● Text passage:
--- START ---

= Chantal Stern =

Neuroscientist

Chantal Stern is a neuroscientist who uses techniques including functional magnetic resonance imaging (fMRI) to study the brain mechanisms of memory function.

==Imaging of hippocampal activation during encoding==
Stern published the earliest functional magnetic resonance imaging study showing robust increases in blood flow to the hippocampus during memory encoding. Prior to this study, imaging studies did not observe robust changes in hippocampus during verbal memory tasks, but this study demonstrated clear increases in blood flow during encoding of complex novel visual scenes. This result was subsequently replicated in numerous studies demonstrating activity in the hippocampus and associated parahippocampal cortical regions during encoding of new information, including work showing that the magnitude of hippocampal activity during encoding of stimuli correlates with recognition of stimuli in subsequent memory tests.

--- END ---

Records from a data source
--- START ---

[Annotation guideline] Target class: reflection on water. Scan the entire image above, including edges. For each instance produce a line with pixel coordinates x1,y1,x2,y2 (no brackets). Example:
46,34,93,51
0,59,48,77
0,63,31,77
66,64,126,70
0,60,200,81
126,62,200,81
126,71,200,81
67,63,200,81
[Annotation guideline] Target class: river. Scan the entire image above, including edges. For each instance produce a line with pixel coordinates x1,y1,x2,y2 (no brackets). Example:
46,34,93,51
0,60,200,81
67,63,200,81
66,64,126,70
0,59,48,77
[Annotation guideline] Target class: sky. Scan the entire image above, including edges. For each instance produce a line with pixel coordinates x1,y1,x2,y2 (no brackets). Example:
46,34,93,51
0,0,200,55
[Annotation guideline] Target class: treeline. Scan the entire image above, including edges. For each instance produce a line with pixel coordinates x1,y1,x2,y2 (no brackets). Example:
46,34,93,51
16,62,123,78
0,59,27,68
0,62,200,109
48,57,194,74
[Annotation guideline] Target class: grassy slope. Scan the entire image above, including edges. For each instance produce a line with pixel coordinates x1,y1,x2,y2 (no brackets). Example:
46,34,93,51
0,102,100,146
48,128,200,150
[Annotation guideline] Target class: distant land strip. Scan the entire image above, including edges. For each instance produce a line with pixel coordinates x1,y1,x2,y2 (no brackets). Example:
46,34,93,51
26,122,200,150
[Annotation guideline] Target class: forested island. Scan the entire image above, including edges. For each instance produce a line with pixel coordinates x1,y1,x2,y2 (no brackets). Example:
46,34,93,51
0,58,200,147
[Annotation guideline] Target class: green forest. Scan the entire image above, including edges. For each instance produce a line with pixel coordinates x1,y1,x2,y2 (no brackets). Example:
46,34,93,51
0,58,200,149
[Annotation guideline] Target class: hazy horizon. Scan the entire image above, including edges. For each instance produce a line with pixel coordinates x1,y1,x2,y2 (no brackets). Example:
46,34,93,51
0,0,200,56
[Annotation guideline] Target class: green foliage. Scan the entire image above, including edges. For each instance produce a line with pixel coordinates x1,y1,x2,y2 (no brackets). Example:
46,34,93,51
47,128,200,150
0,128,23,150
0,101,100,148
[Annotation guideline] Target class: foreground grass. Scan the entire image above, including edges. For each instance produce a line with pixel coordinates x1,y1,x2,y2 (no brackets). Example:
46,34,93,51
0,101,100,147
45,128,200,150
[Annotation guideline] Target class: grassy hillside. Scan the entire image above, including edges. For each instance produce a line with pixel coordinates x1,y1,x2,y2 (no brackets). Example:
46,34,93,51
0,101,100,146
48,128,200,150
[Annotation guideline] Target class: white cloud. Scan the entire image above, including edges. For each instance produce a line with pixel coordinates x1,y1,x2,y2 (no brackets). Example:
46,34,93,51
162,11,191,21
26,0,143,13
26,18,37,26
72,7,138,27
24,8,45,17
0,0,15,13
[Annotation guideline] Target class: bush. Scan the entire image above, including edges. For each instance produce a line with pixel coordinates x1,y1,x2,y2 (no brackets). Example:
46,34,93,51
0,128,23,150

--- END ---
--- START ---

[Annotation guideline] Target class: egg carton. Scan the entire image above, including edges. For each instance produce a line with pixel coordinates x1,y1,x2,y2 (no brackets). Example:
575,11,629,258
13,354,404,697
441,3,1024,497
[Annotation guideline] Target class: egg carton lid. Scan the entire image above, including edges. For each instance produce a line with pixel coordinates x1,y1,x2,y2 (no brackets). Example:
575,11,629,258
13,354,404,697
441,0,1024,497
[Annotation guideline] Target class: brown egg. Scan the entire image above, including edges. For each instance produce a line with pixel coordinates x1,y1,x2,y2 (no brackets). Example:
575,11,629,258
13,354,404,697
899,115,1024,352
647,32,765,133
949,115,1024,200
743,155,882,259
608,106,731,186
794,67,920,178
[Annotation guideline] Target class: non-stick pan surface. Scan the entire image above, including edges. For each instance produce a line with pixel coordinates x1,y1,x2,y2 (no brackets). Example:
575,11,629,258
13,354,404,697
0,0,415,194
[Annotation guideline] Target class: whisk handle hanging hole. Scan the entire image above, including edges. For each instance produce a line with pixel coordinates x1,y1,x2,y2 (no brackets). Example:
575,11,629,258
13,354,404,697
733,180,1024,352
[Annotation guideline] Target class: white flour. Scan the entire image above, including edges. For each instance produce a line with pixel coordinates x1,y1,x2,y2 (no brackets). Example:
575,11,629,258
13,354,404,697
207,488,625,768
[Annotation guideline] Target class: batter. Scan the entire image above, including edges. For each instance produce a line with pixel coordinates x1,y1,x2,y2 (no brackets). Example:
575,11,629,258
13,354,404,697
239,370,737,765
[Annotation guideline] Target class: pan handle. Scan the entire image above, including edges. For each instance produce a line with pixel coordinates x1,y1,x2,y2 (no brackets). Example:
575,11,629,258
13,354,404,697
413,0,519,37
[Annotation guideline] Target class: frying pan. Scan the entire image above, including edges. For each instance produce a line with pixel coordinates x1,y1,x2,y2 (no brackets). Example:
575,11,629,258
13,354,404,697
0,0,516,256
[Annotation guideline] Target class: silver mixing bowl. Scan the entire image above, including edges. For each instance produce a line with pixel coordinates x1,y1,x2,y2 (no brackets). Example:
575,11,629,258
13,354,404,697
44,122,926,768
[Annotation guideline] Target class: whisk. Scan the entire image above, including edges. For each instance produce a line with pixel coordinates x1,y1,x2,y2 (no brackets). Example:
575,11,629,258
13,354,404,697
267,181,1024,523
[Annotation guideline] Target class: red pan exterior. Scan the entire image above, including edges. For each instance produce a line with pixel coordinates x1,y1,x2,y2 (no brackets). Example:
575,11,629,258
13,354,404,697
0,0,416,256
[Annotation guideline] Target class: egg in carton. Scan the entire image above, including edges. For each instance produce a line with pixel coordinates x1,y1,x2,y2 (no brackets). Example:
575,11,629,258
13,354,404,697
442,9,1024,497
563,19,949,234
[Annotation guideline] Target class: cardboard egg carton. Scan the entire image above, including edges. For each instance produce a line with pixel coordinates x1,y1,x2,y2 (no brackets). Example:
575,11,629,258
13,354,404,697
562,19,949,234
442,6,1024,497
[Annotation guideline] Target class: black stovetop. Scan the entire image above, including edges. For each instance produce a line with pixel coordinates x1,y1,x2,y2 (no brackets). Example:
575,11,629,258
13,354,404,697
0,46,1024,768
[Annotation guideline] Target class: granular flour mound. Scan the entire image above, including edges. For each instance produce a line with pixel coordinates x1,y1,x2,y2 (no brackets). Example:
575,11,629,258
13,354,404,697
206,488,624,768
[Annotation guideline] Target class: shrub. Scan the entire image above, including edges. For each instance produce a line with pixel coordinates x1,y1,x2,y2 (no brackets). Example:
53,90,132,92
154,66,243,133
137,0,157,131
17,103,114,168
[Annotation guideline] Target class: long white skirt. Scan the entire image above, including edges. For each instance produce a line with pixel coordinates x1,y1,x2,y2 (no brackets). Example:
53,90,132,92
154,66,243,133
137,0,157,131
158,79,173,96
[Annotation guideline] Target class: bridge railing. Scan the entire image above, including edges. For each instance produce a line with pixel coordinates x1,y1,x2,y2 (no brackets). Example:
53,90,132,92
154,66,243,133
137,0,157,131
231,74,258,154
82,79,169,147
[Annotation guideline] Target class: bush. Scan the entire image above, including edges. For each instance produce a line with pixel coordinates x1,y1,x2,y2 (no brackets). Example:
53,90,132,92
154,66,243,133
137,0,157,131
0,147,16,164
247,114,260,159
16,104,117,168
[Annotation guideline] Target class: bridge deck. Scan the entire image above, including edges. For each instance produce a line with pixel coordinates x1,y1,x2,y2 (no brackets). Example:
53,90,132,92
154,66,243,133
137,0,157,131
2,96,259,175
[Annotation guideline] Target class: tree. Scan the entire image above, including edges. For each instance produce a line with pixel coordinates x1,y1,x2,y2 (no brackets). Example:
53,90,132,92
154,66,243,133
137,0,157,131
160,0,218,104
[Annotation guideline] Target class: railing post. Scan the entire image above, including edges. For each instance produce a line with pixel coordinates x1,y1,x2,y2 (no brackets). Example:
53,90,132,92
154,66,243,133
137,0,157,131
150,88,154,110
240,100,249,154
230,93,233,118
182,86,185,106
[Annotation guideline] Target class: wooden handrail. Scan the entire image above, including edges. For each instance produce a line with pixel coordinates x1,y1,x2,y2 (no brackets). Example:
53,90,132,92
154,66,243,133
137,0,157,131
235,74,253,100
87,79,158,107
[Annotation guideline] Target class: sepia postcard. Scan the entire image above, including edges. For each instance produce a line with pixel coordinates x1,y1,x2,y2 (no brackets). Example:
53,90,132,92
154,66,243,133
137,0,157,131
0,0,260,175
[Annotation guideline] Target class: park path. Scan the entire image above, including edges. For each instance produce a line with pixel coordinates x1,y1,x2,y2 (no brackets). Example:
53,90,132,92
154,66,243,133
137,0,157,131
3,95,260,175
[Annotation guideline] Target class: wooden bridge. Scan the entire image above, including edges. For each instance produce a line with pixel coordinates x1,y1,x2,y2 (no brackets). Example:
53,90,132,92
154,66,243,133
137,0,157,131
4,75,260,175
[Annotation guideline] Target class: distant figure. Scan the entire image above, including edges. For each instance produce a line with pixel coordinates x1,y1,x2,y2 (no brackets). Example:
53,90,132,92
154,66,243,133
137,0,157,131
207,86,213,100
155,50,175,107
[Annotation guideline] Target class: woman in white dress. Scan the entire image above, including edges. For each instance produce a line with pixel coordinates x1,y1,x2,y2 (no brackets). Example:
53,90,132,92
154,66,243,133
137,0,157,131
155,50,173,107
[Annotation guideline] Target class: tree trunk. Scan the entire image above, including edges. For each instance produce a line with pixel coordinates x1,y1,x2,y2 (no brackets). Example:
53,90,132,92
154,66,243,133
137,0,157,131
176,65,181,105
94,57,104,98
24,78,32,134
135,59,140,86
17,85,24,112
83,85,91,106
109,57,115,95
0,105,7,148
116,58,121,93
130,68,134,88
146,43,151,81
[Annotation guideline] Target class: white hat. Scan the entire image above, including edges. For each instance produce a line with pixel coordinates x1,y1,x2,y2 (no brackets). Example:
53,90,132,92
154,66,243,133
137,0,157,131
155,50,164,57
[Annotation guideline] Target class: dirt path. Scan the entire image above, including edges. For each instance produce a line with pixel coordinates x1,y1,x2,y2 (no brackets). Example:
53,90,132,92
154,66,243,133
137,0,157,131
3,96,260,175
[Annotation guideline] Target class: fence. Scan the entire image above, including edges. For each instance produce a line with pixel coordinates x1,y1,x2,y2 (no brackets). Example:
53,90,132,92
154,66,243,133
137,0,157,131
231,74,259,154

--- END ---
--- START ---

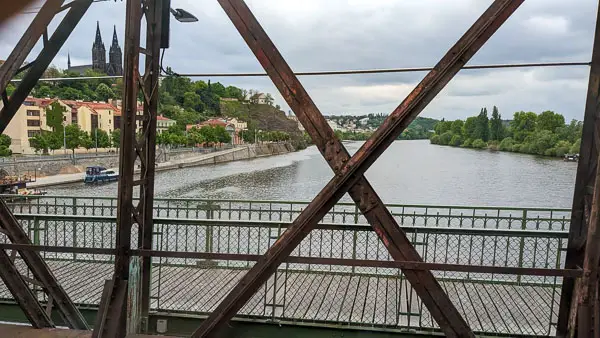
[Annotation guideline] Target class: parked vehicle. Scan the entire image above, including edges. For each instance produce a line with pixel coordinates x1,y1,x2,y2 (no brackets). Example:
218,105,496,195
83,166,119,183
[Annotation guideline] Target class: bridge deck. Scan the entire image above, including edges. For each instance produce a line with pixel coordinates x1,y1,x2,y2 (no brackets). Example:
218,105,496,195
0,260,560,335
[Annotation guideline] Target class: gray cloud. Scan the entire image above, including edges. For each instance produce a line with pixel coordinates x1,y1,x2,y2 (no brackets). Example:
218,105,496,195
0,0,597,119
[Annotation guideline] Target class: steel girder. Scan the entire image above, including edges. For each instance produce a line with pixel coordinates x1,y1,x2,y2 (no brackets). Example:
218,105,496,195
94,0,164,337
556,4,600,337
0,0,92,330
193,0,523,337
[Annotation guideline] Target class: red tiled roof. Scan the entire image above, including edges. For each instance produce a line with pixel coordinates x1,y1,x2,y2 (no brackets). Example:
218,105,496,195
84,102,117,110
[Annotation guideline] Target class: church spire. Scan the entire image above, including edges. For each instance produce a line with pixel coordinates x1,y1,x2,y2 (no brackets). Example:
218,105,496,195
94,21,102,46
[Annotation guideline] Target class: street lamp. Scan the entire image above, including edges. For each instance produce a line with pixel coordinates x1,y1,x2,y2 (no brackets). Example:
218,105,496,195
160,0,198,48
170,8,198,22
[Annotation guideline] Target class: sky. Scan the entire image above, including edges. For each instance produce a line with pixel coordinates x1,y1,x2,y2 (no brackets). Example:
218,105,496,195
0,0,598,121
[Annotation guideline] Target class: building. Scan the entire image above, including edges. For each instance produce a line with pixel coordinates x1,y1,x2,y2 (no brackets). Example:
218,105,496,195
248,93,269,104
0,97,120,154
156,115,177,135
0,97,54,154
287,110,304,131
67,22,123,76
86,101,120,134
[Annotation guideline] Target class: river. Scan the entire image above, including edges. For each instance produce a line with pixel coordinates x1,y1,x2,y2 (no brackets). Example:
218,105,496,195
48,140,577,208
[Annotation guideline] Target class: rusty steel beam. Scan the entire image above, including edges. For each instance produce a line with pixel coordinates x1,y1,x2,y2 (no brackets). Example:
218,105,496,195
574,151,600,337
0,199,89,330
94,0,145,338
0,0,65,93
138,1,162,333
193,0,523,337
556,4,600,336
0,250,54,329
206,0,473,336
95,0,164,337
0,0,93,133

--- END ---

● Tasks for this exercise:
A) Rewrite the paragraph of the Chantal Stern article that begins "Stern published the earliest" as a short bulleted list that keeps its main facts.
B) Carry on the Chantal Stern article from the point where it stops.

● Task-by-task answers:
A)
- Stern published the earliest fMRI study showing robust increases in blood flow to the hippocampus during memory encoding.
- Earlier imaging studies had not observed robust hippocampal changes during verbal memory tasks.
- Her study showed clear increases in blood flow during encoding of complex novel visual scenes.
- Numerous later studies replicated the result, showing activity in the hippocampus and associated parahippocampal cortical regions during encoding of new information.
- Some of that work found that the magnitude of hippocampal activity during encoding correlates with recognition of the stimuli in subsequent memory tests.

B)
==Medial temporal lobe activity during working memory for novel stimuli==
Stern demonstrated that holding novel visual scenes in working memory involves activation of medial temporal lobe structures. This activation of medial temporal lobe for novel visual scenes contrasted with activation for familiar visual scenes that primarily appeared in the prefrontal cortex and parietal cortex, which were the focus of most previous fMRI studies of working memory function for familiar stimuli. Subsequent data supports this finding, including work showing impairments of working memory for novel stimuli caused by medial temporal lobe damage. In subsequent work, Stern linked this medial temporal lobe activity to mechanisms of persistent spiking shown in individual neurons.

==Hyperactivity in the hippocampus in presymptomatic familial Alzheimer's disease==
Research in the Stern laboratory has addressed a range of clinical disorders, including HIV dementia, Parkinson's dementia and Alzheimer's disease. In research with Yakeel Quiroz, Stern showed higher fMRI signal (hyperactivity) in the hippocampal formation in young subjects with a mutation of the presenilin1 gene that results in familial Alzheimer's disease.